§ TASK DIRECTIONS:
What you return must match the listing exactly, with every image removed.
***** RAW DATA *****
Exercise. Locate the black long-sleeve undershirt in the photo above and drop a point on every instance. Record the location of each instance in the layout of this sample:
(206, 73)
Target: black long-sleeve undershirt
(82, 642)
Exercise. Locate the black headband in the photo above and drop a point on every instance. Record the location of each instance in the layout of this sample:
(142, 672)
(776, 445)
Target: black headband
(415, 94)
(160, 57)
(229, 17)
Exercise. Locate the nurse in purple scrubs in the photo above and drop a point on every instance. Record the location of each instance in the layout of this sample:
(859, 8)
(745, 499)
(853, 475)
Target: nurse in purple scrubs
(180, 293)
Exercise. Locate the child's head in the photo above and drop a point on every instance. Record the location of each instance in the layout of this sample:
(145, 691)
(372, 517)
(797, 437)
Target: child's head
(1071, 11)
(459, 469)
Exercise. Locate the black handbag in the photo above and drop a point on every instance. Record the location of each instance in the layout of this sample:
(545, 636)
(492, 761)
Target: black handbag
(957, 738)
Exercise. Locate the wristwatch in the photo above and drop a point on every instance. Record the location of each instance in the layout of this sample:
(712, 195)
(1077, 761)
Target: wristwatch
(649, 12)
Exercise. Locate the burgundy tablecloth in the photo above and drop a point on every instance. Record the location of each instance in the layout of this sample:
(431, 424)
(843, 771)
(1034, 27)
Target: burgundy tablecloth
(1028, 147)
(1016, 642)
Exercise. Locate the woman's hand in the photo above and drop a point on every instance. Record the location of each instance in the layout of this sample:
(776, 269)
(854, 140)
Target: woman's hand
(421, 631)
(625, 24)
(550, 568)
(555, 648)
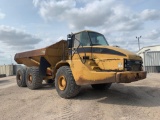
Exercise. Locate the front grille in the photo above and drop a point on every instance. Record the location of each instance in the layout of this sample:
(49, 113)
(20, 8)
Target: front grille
(133, 65)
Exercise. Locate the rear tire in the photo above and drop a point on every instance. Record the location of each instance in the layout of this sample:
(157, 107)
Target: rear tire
(49, 81)
(65, 83)
(101, 86)
(20, 77)
(33, 78)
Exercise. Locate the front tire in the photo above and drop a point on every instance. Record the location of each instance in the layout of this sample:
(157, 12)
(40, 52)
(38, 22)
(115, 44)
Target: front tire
(101, 86)
(20, 77)
(65, 83)
(33, 78)
(49, 81)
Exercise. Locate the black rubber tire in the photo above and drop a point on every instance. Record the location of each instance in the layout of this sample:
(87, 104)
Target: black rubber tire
(20, 77)
(49, 81)
(71, 89)
(101, 86)
(36, 81)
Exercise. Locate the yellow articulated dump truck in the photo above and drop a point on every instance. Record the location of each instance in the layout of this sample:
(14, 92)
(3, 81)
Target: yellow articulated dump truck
(85, 58)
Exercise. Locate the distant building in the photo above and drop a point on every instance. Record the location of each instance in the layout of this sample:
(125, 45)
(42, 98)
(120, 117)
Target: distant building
(151, 58)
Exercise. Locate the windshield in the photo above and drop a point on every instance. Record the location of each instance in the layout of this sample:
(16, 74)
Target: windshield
(97, 39)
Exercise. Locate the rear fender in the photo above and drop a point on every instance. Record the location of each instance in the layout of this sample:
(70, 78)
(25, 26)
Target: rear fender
(58, 65)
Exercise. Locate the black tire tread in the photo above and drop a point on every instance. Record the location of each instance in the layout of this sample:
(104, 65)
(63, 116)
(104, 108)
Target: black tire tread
(21, 83)
(36, 78)
(105, 86)
(72, 89)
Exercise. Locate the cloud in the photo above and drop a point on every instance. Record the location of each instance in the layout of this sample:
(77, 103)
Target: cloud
(16, 38)
(150, 14)
(153, 34)
(100, 13)
(2, 15)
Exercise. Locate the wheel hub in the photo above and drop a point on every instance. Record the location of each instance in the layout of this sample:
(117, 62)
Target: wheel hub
(62, 83)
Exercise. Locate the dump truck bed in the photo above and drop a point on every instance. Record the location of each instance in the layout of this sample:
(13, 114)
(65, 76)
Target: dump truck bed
(52, 54)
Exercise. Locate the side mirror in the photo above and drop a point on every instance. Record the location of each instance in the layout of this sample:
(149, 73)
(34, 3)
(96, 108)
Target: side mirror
(69, 40)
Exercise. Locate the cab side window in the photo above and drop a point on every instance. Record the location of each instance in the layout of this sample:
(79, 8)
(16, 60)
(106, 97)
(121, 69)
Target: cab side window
(82, 39)
(76, 40)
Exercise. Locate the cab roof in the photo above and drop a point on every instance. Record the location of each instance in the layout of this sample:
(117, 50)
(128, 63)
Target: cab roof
(87, 31)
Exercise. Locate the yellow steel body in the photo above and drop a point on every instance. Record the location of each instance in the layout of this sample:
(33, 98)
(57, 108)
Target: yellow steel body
(98, 68)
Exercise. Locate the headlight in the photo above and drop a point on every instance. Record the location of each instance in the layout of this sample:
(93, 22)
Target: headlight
(133, 65)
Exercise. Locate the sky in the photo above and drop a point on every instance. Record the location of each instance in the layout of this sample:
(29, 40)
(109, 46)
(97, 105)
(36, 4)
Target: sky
(32, 24)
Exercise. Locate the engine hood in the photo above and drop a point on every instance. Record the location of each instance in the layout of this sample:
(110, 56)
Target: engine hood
(117, 51)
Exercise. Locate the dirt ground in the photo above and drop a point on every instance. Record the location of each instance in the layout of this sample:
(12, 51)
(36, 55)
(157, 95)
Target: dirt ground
(134, 101)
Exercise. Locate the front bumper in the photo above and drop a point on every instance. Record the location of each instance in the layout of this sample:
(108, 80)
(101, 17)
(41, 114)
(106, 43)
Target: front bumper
(127, 77)
(111, 77)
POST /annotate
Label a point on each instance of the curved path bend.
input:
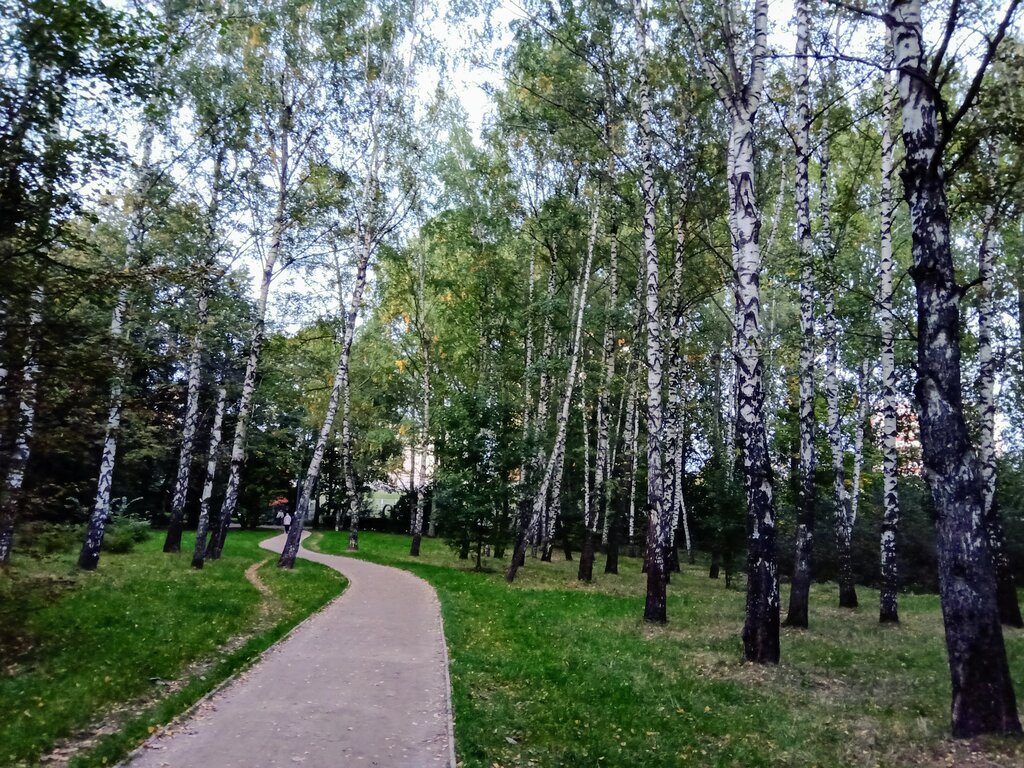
(361, 683)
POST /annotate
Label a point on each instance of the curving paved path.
(361, 683)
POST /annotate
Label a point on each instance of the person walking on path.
(379, 696)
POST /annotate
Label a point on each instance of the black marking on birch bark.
(203, 526)
(888, 594)
(20, 450)
(807, 467)
(983, 699)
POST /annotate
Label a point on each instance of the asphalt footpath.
(364, 682)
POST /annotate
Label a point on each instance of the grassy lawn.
(98, 659)
(554, 673)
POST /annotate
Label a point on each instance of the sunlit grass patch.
(550, 672)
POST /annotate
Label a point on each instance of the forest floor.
(91, 664)
(553, 672)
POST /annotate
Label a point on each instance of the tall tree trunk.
(843, 503)
(742, 98)
(20, 451)
(246, 401)
(173, 541)
(554, 507)
(888, 594)
(591, 511)
(425, 342)
(203, 526)
(424, 442)
(339, 390)
(983, 699)
(89, 556)
(548, 478)
(675, 461)
(807, 486)
(1010, 612)
(657, 536)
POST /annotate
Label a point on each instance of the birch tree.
(287, 90)
(983, 699)
(20, 449)
(203, 525)
(888, 594)
(801, 585)
(88, 558)
(551, 472)
(1010, 612)
(657, 534)
(740, 95)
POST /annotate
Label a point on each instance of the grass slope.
(554, 673)
(76, 646)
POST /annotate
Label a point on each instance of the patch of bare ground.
(114, 719)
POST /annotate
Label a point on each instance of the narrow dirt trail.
*****
§ OUTPUT BELOW:
Exercise. Locate the black long-sleeve undershirt in the photo above and drop a point on every instance. Record the location of each instance in the layout of this sample:
(206, 73)
Target: black long-sleeve undershirt
(82, 642)
Exercise. Locate the black headband in the photo above and drop a point on every instance. Record the location of each instance in the layout of this sample:
(142, 672)
(776, 445)
Target: black headband
(415, 94)
(160, 57)
(229, 17)
Exercise. Locate the nurse in purple scrubs in the photo above and drop a point on every instance. Record the location of each instance in the layout of this sample:
(859, 8)
(745, 499)
(853, 475)
Target: nurse in purple scrubs
(180, 293)
Exercise. Locate the child's head in the photo above and drop a point on every instance. Record the location of each instance in the layout of this sample:
(145, 691)
(372, 517)
(797, 437)
Target: child's head
(1071, 11)
(459, 469)
Exercise. Locate the black handbag in the photo above and drop a point on every instance. Record the location of each instance in the layout of this sample:
(545, 636)
(492, 761)
Target: black handbag
(957, 738)
Exercise. Locate the wristwatch in the photo above and drop a point on every instance. Record the location of each instance in the layout of this sample:
(712, 195)
(1077, 761)
Target: wristwatch
(649, 12)
Exercise. Locate the burgundy tablecloth in the photo above and drop a point on every instance. Record the location of each instance in the layout of this sample:
(431, 424)
(843, 771)
(1034, 27)
Target: burgundy tablecloth
(1028, 147)
(1016, 642)
Exercise. Locate the woman's hand in the photo above and drop a point on every instance. Record the location of each instance in the layout of this sample:
(776, 269)
(854, 140)
Target: woman's hand
(421, 631)
(625, 24)
(550, 568)
(555, 648)
Exercise. Locate the front grille in the photo above and drop a point on every instance. Record the location of each instance in the layout of this sample:
(49, 113)
(20, 8)
Target: front grille
(133, 65)
Exercise. Locate the rear tire in the photo above and drop a point on every instance. Record the location of each instance in the layout of this sample:
(157, 107)
Target: rear tire
(49, 81)
(65, 83)
(101, 86)
(20, 77)
(33, 78)
Exercise. Locate the front tire in the photo above and drop a point on every instance. Record the location of each instance in the layout of this sample:
(157, 12)
(40, 52)
(38, 22)
(115, 44)
Target: front tire
(101, 86)
(20, 77)
(65, 83)
(33, 78)
(49, 81)
Exercise. Locate the black rubber tire in the photo above and drop a point on every instance. Record the location of each instance in the layout of this sample:
(87, 104)
Target: black rubber tire
(20, 77)
(49, 81)
(71, 89)
(101, 86)
(36, 81)
Exercise. Locate the yellow articulated dump truck in the photo above and drop a point on every instance. Record the location of each instance in the layout of this sample:
(14, 92)
(3, 81)
Target: yellow articulated dump truck
(85, 58)
Exercise. Locate the distant building in the photo above and drop a point on every instance. Record the location of each instance in the layout of this sample:
(125, 45)
(42, 98)
(120, 117)
Target: distant building
(151, 58)
Exercise. Locate the windshield in the photo above and drop a point on every instance. Record the location of each instance in the layout of this sample:
(16, 74)
Target: windshield
(97, 39)
Exercise. Locate the rear fender in the photo above and drop a point on every instance. Record the location of each instance in the layout of this sample:
(70, 78)
(25, 26)
Target: rear fender
(58, 65)
Exercise. Locate the black tire tread in the photo above and drop a point on every instance. Record the location of each instance in the layout of this sample:
(104, 65)
(63, 116)
(104, 108)
Target: black tire tread
(21, 83)
(36, 78)
(105, 86)
(72, 89)
Exercise. Locate the cloud in the photo above and drop a point on every instance. Record the location of each instance in the layout of this sample:
(77, 103)
Target: cloud
(16, 38)
(150, 14)
(153, 34)
(100, 13)
(2, 15)
Exercise. Locate the wheel hub in the photo above and drop a point on every instance. Record the location of each instance in the layout of this sample:
(117, 62)
Target: wheel hub
(62, 83)
Exercise. Locate the dump truck bed in the photo above and drop a point on every instance. Record the location of each instance in the layout of this sample:
(13, 114)
(65, 76)
Target: dump truck bed
(52, 54)
Exercise. Locate the side mirror in the photo above and drop a point on every instance. Record the location of each instance in the layout of this sample:
(149, 73)
(34, 3)
(96, 108)
Target: side mirror
(69, 40)
Exercise. Locate the cab side window in the photo above and drop a point on every instance. Record the location of each instance in the layout of this sample:
(79, 8)
(16, 60)
(106, 97)
(121, 69)
Target: cab side window
(82, 39)
(76, 40)
Exercise. Locate the cab roof in the photo above and drop a point on every instance. Record the location of each instance in the layout of this sample:
(117, 50)
(128, 63)
Target: cab roof
(87, 31)
Exercise. Locate the yellow steel body in the photo above and drop a point on every instance. Record the location of each instance in the layout of this sample:
(33, 98)
(57, 108)
Target: yellow steel body
(98, 68)
Exercise. Locate the headlight in the photo above and drop a point on every instance. Record the location of each instance in the layout of this sample:
(93, 22)
Target: headlight
(133, 65)
Exercise. Locate the sky in the photo above and drop a point on every instance. Record the location of each instance in the layout of this sample:
(29, 40)
(109, 46)
(97, 105)
(36, 4)
Target: sky
(32, 24)
Exercise. Locate the engine hood in the photo above and drop a point on every instance. Record the location of each instance in the layout of this sample:
(110, 56)
Target: engine hood
(117, 51)
Exercise. Locate the dirt ground in the photo above and drop a point on every instance. Record the location of each instance in the layout of this sample:
(12, 51)
(36, 55)
(157, 95)
Target: dirt ground
(134, 101)
Exercise. Locate the front bumper in the photo above and drop a point on every instance. Record the location of each instance in the layout of this sample:
(108, 80)
(101, 17)
(41, 114)
(106, 43)
Target: front bumper
(127, 77)
(111, 77)
POST /annotate
Label a point on each instance of the curved path bend.
input:
(361, 683)
POST /annotate
Label a point on each instance of the curving paved path.
(361, 683)
POST /annotate
Label a point on each instance of the person walking on path.
(379, 696)
POST /annotate
Label a point on each instance of the black marking on birch bark.
(203, 526)
(888, 594)
(20, 450)
(807, 467)
(983, 699)
POST /annotate
Label a point on each instance of the asphalt footpath.
(364, 682)
POST /annotate
Label a point on each instance of the grassy lawn.
(98, 659)
(554, 673)
POST /annotate
Label a point on each instance of the sunlit grass patch.
(550, 672)
POST /annotate
Label a point on each instance of the forest floor.
(91, 664)
(553, 672)
POST /annotate
Label a point on each instance of the tall tree trunk.
(843, 503)
(742, 98)
(20, 451)
(246, 401)
(173, 541)
(554, 507)
(888, 594)
(591, 511)
(425, 342)
(203, 526)
(424, 442)
(339, 390)
(983, 699)
(89, 556)
(548, 478)
(675, 461)
(807, 486)
(1010, 612)
(657, 536)
POST /annotate
Label a point on each instance of the birch tree.
(287, 90)
(983, 699)
(20, 449)
(203, 525)
(888, 594)
(801, 585)
(88, 558)
(551, 472)
(1010, 612)
(657, 534)
(740, 95)
POST /annotate
Label a point on each instance of the grass slope.
(554, 673)
(76, 646)
POST /annotate
Label a point on each instance of the patch of bare ground.
(114, 719)
POST /annotate
Label a point on each instance of the narrow dirt trail.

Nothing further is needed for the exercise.